EXTRACTED INFORMATION:
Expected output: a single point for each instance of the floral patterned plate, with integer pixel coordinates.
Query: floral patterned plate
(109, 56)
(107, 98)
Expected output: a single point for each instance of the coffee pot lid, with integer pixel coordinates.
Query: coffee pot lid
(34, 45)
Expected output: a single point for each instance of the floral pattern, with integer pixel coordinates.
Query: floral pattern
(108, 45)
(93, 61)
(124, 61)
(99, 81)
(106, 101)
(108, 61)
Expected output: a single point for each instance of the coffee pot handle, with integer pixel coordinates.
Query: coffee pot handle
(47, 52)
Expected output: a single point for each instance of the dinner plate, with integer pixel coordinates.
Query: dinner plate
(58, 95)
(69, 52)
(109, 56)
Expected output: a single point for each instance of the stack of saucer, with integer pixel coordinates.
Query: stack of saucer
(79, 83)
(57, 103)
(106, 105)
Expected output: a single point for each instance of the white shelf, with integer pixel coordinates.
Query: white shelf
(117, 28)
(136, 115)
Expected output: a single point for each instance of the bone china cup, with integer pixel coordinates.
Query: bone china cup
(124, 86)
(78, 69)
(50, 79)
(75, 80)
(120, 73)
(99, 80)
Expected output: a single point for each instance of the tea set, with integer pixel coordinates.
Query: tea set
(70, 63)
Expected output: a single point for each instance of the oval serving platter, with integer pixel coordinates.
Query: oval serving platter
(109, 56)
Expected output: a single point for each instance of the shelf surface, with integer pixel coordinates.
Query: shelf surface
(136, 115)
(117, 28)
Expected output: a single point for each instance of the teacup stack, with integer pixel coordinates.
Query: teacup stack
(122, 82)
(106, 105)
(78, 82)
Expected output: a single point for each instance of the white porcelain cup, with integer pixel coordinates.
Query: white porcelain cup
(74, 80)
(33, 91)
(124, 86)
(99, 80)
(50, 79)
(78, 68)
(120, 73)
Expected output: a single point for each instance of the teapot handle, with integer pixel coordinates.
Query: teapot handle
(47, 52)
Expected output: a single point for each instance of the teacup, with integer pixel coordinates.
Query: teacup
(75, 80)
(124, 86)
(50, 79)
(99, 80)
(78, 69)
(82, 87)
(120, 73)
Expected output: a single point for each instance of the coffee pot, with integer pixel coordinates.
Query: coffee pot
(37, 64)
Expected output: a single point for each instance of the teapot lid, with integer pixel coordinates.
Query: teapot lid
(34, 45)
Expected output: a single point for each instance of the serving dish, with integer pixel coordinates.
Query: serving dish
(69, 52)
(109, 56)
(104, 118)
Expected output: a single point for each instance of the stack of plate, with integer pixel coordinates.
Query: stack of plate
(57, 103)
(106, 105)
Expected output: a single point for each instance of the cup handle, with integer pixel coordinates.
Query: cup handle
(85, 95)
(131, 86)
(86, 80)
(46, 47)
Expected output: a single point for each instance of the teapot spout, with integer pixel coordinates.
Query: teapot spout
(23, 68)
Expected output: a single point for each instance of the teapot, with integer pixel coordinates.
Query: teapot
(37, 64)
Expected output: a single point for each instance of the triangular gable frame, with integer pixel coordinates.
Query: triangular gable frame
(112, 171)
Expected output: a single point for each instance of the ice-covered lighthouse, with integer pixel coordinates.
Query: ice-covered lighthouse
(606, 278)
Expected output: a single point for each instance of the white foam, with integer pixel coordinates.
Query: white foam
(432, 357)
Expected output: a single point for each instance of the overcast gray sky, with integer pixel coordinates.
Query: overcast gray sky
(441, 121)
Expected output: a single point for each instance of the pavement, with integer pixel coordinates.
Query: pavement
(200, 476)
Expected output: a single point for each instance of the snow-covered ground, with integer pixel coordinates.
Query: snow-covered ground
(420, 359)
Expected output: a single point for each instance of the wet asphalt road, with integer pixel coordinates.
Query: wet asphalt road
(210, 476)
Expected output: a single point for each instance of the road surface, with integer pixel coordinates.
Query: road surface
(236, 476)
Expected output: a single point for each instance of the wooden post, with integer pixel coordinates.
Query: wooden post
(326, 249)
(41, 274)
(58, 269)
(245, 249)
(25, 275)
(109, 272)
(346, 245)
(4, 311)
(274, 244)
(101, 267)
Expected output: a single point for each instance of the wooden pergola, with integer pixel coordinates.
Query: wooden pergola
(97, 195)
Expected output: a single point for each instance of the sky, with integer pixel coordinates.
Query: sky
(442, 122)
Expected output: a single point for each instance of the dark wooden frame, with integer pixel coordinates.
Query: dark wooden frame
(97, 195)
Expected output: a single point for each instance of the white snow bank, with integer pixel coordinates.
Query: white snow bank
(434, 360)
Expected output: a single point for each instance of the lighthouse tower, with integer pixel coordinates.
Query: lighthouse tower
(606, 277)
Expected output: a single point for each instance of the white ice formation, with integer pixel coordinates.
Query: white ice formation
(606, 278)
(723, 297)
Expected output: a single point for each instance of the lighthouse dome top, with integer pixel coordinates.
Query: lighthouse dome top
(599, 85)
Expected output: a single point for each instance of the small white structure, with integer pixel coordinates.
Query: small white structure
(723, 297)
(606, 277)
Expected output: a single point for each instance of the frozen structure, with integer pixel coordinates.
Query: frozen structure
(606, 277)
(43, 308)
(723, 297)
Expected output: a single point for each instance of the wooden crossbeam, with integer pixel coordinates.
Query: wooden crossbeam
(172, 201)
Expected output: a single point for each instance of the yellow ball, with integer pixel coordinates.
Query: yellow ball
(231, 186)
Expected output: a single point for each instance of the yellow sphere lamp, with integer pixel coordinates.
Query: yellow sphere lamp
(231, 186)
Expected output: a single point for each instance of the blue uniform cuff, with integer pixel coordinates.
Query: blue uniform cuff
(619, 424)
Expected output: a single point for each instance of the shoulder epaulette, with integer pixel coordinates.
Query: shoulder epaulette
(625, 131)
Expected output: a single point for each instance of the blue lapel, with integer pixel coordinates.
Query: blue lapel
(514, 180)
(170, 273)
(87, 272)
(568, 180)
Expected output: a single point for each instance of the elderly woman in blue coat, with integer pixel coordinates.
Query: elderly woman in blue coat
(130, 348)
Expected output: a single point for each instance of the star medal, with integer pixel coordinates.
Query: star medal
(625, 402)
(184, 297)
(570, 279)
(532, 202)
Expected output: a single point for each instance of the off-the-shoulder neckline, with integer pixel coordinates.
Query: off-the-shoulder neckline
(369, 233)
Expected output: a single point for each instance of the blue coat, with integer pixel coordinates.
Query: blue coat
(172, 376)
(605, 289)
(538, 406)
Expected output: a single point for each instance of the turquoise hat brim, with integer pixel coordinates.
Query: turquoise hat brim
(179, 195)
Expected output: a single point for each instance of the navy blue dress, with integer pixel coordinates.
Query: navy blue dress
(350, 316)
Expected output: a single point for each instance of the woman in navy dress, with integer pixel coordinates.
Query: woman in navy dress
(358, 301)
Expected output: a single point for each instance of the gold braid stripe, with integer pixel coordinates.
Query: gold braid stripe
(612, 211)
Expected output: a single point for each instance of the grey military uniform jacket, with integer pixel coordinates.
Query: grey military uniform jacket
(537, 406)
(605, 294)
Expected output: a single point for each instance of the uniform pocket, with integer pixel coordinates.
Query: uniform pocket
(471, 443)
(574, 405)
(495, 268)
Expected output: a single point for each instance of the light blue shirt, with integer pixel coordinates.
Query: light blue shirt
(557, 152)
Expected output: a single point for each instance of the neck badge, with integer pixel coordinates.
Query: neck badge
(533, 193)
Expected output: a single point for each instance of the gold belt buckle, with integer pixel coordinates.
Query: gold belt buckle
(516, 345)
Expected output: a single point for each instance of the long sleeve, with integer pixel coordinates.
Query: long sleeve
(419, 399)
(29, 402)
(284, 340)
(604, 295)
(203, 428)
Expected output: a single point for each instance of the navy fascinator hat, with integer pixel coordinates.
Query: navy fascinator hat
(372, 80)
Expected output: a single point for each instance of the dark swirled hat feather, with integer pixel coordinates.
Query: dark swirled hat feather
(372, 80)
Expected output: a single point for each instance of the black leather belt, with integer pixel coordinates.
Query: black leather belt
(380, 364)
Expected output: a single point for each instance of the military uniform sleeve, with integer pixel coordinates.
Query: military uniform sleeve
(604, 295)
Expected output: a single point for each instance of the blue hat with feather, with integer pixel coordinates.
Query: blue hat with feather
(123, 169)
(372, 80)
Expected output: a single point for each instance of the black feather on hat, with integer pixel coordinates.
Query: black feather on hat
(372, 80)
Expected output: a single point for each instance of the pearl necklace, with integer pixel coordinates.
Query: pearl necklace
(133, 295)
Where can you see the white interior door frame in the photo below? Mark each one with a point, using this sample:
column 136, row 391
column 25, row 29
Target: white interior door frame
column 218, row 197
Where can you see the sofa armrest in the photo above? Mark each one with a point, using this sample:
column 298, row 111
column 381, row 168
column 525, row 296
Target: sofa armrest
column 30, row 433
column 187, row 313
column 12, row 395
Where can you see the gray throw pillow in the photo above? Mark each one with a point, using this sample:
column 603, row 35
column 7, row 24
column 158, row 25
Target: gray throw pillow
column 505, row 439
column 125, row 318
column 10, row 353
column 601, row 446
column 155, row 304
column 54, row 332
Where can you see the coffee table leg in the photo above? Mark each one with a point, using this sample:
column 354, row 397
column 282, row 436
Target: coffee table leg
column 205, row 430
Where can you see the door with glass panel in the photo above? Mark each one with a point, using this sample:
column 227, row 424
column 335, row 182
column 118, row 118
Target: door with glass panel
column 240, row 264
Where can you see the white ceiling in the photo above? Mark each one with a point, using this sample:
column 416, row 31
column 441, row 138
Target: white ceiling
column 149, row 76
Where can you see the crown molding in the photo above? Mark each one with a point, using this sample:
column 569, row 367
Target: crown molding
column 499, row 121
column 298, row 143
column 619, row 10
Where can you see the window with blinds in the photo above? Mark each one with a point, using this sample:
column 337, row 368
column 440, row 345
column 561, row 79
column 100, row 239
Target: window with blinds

EXERCISE REQUIREMENTS: What is asked for is an exact copy of the lines above from the one containing "Target: gray throw pillow" through the one containing "Where can you see the window", and only those.

RESULT OF THIS TASK:
Target: gray throw pillow
column 505, row 439
column 125, row 318
column 10, row 353
column 601, row 446
column 155, row 304
column 54, row 332
Where can you see the coffee table leg in the photo above? Mark each one with a point, using this sample:
column 354, row 397
column 282, row 436
Target: coffee table leg
column 205, row 430
Where can you see the door with glass panel in the photo above? Mark each one with a point, using this sample:
column 227, row 424
column 335, row 182
column 118, row 118
Target: door with glass panel
column 240, row 264
Where can you see the white ceiling in the photo above? Mark each one with a point, using this sample:
column 416, row 31
column 441, row 138
Target: white ceiling
column 149, row 76
Where can you see the crown molding in the photo above? Mark each one with a point, using this sample:
column 569, row 367
Target: crown molding
column 499, row 121
column 298, row 143
column 619, row 10
Where can you see the window with blinds in the photo above? Mark each one with a point, using this sample:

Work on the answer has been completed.